*Assigned task*: Take the records below from their first line through the line holding "indicate: boy's face", and set each of those lines down exactly, without pictures.

(Items listed in a dataset)
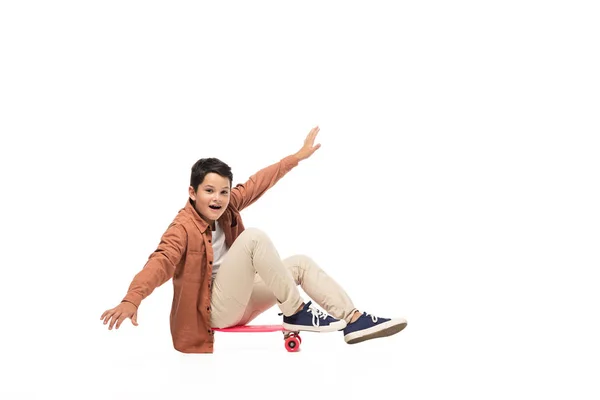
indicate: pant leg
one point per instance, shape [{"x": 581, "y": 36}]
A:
[
  {"x": 252, "y": 253},
  {"x": 319, "y": 286}
]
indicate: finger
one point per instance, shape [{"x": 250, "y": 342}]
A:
[
  {"x": 108, "y": 316},
  {"x": 120, "y": 320},
  {"x": 114, "y": 319}
]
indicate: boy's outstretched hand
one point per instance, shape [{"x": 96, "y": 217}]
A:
[
  {"x": 309, "y": 145},
  {"x": 119, "y": 314}
]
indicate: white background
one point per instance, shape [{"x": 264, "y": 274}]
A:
[{"x": 457, "y": 186}]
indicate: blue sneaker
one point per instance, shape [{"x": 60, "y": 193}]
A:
[
  {"x": 368, "y": 326},
  {"x": 312, "y": 320}
]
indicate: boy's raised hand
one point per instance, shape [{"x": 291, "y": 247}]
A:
[
  {"x": 309, "y": 145},
  {"x": 119, "y": 314}
]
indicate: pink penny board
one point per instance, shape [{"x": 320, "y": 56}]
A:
[
  {"x": 251, "y": 328},
  {"x": 292, "y": 340}
]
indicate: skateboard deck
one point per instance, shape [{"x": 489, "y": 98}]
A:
[{"x": 291, "y": 339}]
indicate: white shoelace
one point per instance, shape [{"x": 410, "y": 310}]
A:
[
  {"x": 317, "y": 315},
  {"x": 373, "y": 318}
]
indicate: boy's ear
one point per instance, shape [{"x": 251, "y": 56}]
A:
[{"x": 192, "y": 193}]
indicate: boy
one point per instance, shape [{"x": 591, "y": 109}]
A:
[{"x": 225, "y": 275}]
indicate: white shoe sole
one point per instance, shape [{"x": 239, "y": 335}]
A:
[
  {"x": 388, "y": 328},
  {"x": 336, "y": 326}
]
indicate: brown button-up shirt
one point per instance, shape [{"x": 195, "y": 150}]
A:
[{"x": 185, "y": 254}]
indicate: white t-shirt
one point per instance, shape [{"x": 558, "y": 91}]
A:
[{"x": 219, "y": 248}]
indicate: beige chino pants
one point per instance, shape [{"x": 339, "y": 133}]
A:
[{"x": 253, "y": 278}]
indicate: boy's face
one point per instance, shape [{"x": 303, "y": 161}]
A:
[{"x": 212, "y": 197}]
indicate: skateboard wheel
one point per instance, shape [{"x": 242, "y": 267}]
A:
[{"x": 292, "y": 344}]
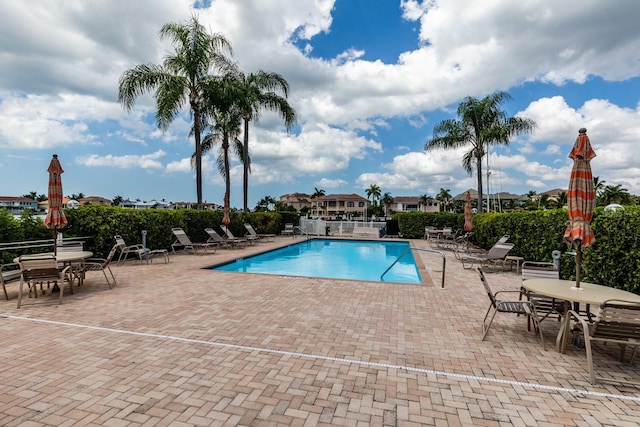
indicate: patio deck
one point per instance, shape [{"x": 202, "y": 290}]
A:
[{"x": 173, "y": 344}]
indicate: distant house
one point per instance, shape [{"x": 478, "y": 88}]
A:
[
  {"x": 94, "y": 200},
  {"x": 193, "y": 205},
  {"x": 296, "y": 200},
  {"x": 15, "y": 205},
  {"x": 553, "y": 194},
  {"x": 67, "y": 203},
  {"x": 153, "y": 204},
  {"x": 333, "y": 205},
  {"x": 413, "y": 203}
]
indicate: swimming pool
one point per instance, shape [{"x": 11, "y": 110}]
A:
[{"x": 334, "y": 258}]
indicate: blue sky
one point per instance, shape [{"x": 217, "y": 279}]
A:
[{"x": 369, "y": 81}]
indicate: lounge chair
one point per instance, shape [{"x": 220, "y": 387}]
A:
[
  {"x": 216, "y": 239},
  {"x": 125, "y": 250},
  {"x": 513, "y": 306},
  {"x": 288, "y": 229},
  {"x": 183, "y": 241},
  {"x": 617, "y": 322},
  {"x": 100, "y": 264},
  {"x": 260, "y": 236},
  {"x": 233, "y": 239},
  {"x": 494, "y": 257},
  {"x": 37, "y": 269},
  {"x": 545, "y": 306}
]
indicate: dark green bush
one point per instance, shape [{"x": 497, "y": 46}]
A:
[{"x": 613, "y": 260}]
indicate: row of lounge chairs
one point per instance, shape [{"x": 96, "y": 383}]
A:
[{"x": 227, "y": 240}]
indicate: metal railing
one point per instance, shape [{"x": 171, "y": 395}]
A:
[
  {"x": 302, "y": 232},
  {"x": 406, "y": 251}
]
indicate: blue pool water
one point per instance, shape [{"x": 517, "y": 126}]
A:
[{"x": 337, "y": 259}]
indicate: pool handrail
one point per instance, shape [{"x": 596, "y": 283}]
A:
[
  {"x": 301, "y": 232},
  {"x": 444, "y": 261}
]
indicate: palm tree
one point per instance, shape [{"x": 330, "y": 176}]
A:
[
  {"x": 221, "y": 114},
  {"x": 562, "y": 199},
  {"x": 386, "y": 200},
  {"x": 480, "y": 123},
  {"x": 373, "y": 192},
  {"x": 598, "y": 187},
  {"x": 261, "y": 91},
  {"x": 179, "y": 79},
  {"x": 444, "y": 196}
]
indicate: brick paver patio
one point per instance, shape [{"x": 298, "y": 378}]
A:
[{"x": 177, "y": 345}]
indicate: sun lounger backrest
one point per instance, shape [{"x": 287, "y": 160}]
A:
[
  {"x": 181, "y": 236},
  {"x": 499, "y": 251}
]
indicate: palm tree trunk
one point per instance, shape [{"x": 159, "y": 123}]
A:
[
  {"x": 245, "y": 160},
  {"x": 479, "y": 171},
  {"x": 196, "y": 130},
  {"x": 227, "y": 179}
]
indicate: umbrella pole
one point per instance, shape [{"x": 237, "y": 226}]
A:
[{"x": 578, "y": 264}]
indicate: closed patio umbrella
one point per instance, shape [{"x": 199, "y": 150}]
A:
[
  {"x": 468, "y": 213},
  {"x": 580, "y": 199},
  {"x": 225, "y": 217},
  {"x": 55, "y": 216}
]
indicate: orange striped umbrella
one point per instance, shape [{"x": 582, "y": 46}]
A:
[
  {"x": 55, "y": 216},
  {"x": 468, "y": 213},
  {"x": 580, "y": 199}
]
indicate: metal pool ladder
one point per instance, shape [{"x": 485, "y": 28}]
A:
[{"x": 406, "y": 251}]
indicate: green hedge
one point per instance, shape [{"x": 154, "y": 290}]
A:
[
  {"x": 613, "y": 260},
  {"x": 101, "y": 223}
]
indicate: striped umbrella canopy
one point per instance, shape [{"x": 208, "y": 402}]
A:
[
  {"x": 55, "y": 216},
  {"x": 468, "y": 213},
  {"x": 580, "y": 199}
]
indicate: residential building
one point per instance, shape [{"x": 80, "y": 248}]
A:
[
  {"x": 152, "y": 204},
  {"x": 296, "y": 200},
  {"x": 334, "y": 205},
  {"x": 94, "y": 200},
  {"x": 193, "y": 205},
  {"x": 15, "y": 205},
  {"x": 413, "y": 203}
]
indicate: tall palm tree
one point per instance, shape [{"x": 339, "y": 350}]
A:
[
  {"x": 179, "y": 79},
  {"x": 261, "y": 90},
  {"x": 480, "y": 123},
  {"x": 374, "y": 193},
  {"x": 221, "y": 114},
  {"x": 387, "y": 199}
]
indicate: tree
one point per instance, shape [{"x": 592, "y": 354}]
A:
[
  {"x": 562, "y": 199},
  {"x": 480, "y": 123},
  {"x": 444, "y": 196},
  {"x": 117, "y": 201},
  {"x": 373, "y": 192},
  {"x": 387, "y": 199},
  {"x": 257, "y": 92},
  {"x": 179, "y": 79},
  {"x": 598, "y": 185},
  {"x": 221, "y": 114}
]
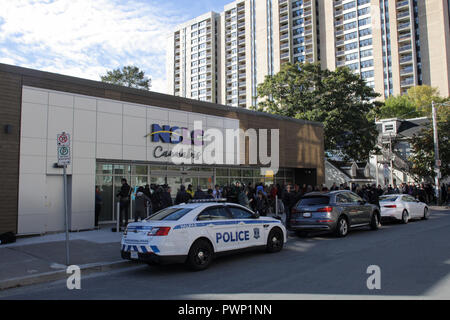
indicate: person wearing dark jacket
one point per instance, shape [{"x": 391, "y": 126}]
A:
[
  {"x": 182, "y": 195},
  {"x": 124, "y": 198},
  {"x": 166, "y": 198},
  {"x": 141, "y": 204}
]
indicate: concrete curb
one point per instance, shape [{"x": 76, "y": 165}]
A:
[{"x": 58, "y": 275}]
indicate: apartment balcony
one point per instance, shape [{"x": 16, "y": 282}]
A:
[
  {"x": 407, "y": 59},
  {"x": 406, "y": 71},
  {"x": 403, "y": 26},
  {"x": 403, "y": 37},
  {"x": 284, "y": 27},
  {"x": 285, "y": 46},
  {"x": 402, "y": 4},
  {"x": 405, "y": 48},
  {"x": 403, "y": 15},
  {"x": 284, "y": 18},
  {"x": 407, "y": 82}
]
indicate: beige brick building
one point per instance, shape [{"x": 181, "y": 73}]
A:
[{"x": 392, "y": 44}]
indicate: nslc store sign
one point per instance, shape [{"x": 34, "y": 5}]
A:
[{"x": 176, "y": 135}]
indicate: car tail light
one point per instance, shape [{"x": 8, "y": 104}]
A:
[
  {"x": 159, "y": 231},
  {"x": 325, "y": 209}
]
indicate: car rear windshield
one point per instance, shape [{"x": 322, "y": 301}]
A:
[
  {"x": 169, "y": 214},
  {"x": 387, "y": 198},
  {"x": 314, "y": 201}
]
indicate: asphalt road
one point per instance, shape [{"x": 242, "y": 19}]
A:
[{"x": 414, "y": 260}]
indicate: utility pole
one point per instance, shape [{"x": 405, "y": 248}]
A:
[{"x": 437, "y": 163}]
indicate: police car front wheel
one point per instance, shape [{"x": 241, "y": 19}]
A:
[
  {"x": 200, "y": 255},
  {"x": 275, "y": 240}
]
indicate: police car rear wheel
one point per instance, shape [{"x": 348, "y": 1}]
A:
[
  {"x": 200, "y": 255},
  {"x": 275, "y": 241}
]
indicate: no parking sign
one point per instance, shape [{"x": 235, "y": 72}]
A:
[{"x": 63, "y": 148}]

*Problem solution*:
indicate: pant leg
one point per instance, shape [{"x": 581, "y": 36}]
A:
[
  {"x": 252, "y": 253},
  {"x": 319, "y": 286}
]
indicate: finger
one point per instance, shape [{"x": 250, "y": 342}]
A:
[
  {"x": 108, "y": 316},
  {"x": 120, "y": 320},
  {"x": 114, "y": 319}
]
indicate: boy's outstretched hand
one point per instance, shape [{"x": 96, "y": 217}]
A:
[
  {"x": 309, "y": 145},
  {"x": 119, "y": 314}
]
indicate: white background
one point per instance, shape [{"x": 264, "y": 274}]
A:
[{"x": 457, "y": 186}]
indicate: blue sneaker
one point per instance, shape [{"x": 60, "y": 193}]
A:
[
  {"x": 368, "y": 326},
  {"x": 312, "y": 320}
]
indicate: boy's raised hand
one point per instance, shape [{"x": 291, "y": 247}]
A:
[
  {"x": 309, "y": 145},
  {"x": 119, "y": 314}
]
indicate: pink penny board
one point per instance, shape [{"x": 320, "y": 56}]
A:
[
  {"x": 251, "y": 328},
  {"x": 292, "y": 340}
]
indicate: skateboard deck
one point per instance, shape [{"x": 489, "y": 98}]
A:
[{"x": 291, "y": 339}]
indicate: white shoelace
one point per instance, shape [{"x": 410, "y": 310}]
A:
[
  {"x": 317, "y": 315},
  {"x": 373, "y": 318}
]
indicate: boy's ear
one point per instance, shape [{"x": 251, "y": 56}]
A:
[{"x": 192, "y": 193}]
indicate: boy
one point per instance, shape [{"x": 591, "y": 109}]
A:
[{"x": 225, "y": 275}]
indicate: white shoe sole
one point per instance, shape [{"x": 239, "y": 335}]
A:
[
  {"x": 388, "y": 328},
  {"x": 336, "y": 326}
]
indicate: brown button-up shirt
one point per instance, shape [{"x": 195, "y": 150}]
A:
[{"x": 185, "y": 254}]
indicate: white t-shirt
one point per instance, shape [{"x": 558, "y": 91}]
A:
[{"x": 219, "y": 248}]
indicate: beige chino pants
one point per instance, shape [{"x": 339, "y": 133}]
A:
[{"x": 253, "y": 278}]
indicate: boy's face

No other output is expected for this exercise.